━━━━━ FRAGMENT DOKUMENTU ━━━━━

Retro porno 05 (Playstar, Marzec 1995)

...nie ma to jak Wojna Z Narkotykami - korespondencja z Brazylii.

Tagi

Źródło

Playstar, Marzec 1995

Odsłony

6166

Playstar, Marzec 1995.

Rywalizujące pomiędzy sobą bandy, pragnące położyć rękę na handlu narkotykami w Rio, sprawiły, że to wielkie brazylijskie miasto przypomina skłóconą Bośnię. Mówi się, że bossowie zajmujący się handlem narkotykami mają 10000 ludzi pod bronią. Najbardziej szokujący jest jednak fakt, że policja przypuszcza, iż ponad połowa z nich to dzieci poniżej 18 roku życia. Co miesiąc handluje się w Rio ponad 2,5 tonami kokainy...

Po raz kolejny policja w dzielnicy Copacabana zostaje zaalarmowana z powodu dzikiej strzelaniny pomiędzy rywalizującymi gangami narkotykowymi. Przerażeni turyści, przebywający w tej dzielnicy, uciekają ogarnięci paniką.

450 uzbrojonych mężczyzn wyrusza na ulice. Walki toczą się przez pięć długich godzin. Po obu stronach jest wielu zabitych, zdobycz jednak mizerna. Pojmano zaledwie jednego, 11-letniego chłopca, desperacko tulącego się do supernowoczesnego pistoletu maszynowego.

Próbowano ukrócić ten proceder. W ostatnich latach w favelas panuje jednak coraz większe bezprawie. Tu władze nie mają już decydującego słowa. Władza bowiem znalazła się w rękach tak zwanych "traficantes", handlarzy narkotyków.

Wielcy bossowie w Rio mają do dyspozycji około 10000 ludzi pod bronią. Ślepo słuchają oni swoich szefów. Ponad połowa z nich to ludzie szokująco młodzi. Niektórzy z nich nie mają nawet 18 lat.

Policja w Rio rekwiruje codziennie sporo broni palnej oraz innych przedmiotów służących do morderstw i uszkodzeń ciała, znajdujących się w posiadaniu rywalizujących ze sobą gangów handlarzv narkotyków.

Policja oddała 7400 strzałów. Wreszcie zabrakło amunicji i policjanci musieli wycofać się z walki. Po raz kolejny w tym pojedynku policja stała na przegranej pozycji. Tym razem nie udało się jej nawet dotrzeć do favelas, dzielnicy ubogich.

Chłopca puszczono wolno. Był za młody, by można go było wsadzić za kratki.

Wydarzenia tego typu stały się w Rio chlebem powszednim. Gazeta "O Povo" pisała: "Rio przypomina skłóconą Bośnię".

- Sytuacja w kraju przypomina stan wojny domowej - stwierdził niedawno nowy prezydent Brazylii, Fernando Henrique Franco.

Do walki z handlarzami narkotyków włączył wojsko. 600 agentów specjalnych wprowadzono do favelas, tak aby wmieszali się między nich.

- w ciągu ostatnich 6 lat ponad 70000 ludzi zginęlo w Rio w walkach pomiędzy bandami.

Co miesiąc sprzedaje się tu ponad 2,5 tony kokainy, której większość pochodzi z Kolumbii i Boliwii.

━━━━━ DOSTARCZONE MATERIAŁY ━━━━━

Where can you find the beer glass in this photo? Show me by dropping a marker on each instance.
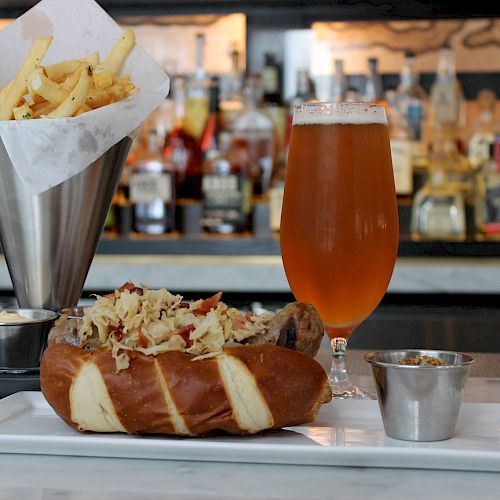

━━━━━

=== POLECENIA DO WYKONANIA ===
1 - Odpowiedz na poniższe pytania do tekstu o handlu narkotykami w Rio i oznacz odpowiedzi tymi samymi literami:
(a) Ilu uzbrojonych mężczyzn wyrusza na ulice podczas strzelaniny w dzielnicy Copacabana?
(b) Ile strzałów oddała policja, zanim zabrakło jej amunicji?
(c) Skąd pochodzi większość kokainy sprzedawanej co miesiąc w Rio?
2 - Podaj dalszą część tekstu o walkach gangów narkotykowych w Rio, zaczynając od miejsca po jego ostatnim zdaniu.

=== LISTA ODPOWIEDZI ===
1 -
(a) Na ulice wyrusza 450 uzbrojonych mężczyzn.
(b) Policja oddała 7400 strzałów.
(c) Większość tej kokainy pochodzi z Kolumbii i Boliwii.

2 -
Wytworzył się pewien diabelski krąg, w którym coraz większa liczba biedoty uzależnia się od narkotyków. Narkotyki jednak kosztują, nie stać na nie przeciętnych mieszkańców favelas, dlatego pragnąc zdobyć prochy muszą wkraczać na drogę przestępstwa. W rezultacie zewsząd donoszą o przestępstwach, rozbojach i morderstwach.

Pojawienie się policjantów w slumsach Rio jest dla nich równoznaczne z wyrokiem śmierci. Z doświadczenia dobrze wiedzą, że najpierw należy strzelać, a dopiero potem zadawać pytania

Copacabana zawsze kojarzyła się z piękną piaszczystą plażą, kolorowymi ślicznotkami i palącym słońcem. Jest to jednak i miejsce wielu kryminalistów z Rio

Miejscowi królowie narkotyków posiadają bardzo silną władzę. Władze miasta w wielu przypadkach nie mogą podjąć żadnej decyzji bez uprzedniego naradzenia się właśnie z nimi.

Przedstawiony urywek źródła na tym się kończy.